Task goal
Please reproduce every one of the records below verbatim, line for line.

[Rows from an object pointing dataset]
■ ■ ■

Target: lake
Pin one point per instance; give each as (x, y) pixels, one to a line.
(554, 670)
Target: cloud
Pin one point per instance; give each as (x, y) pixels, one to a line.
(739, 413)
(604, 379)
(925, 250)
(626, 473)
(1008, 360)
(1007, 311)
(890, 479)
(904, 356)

■ ■ ■

Exercise response
Target: lake
Pin one point per instance; give each as (x, y) pixels, one to a line.
(554, 670)
Target: cloud
Pin one point per instance; give each as (x, y) pixels, one to a line.
(739, 413)
(604, 379)
(925, 250)
(626, 473)
(1008, 360)
(1007, 311)
(890, 479)
(904, 356)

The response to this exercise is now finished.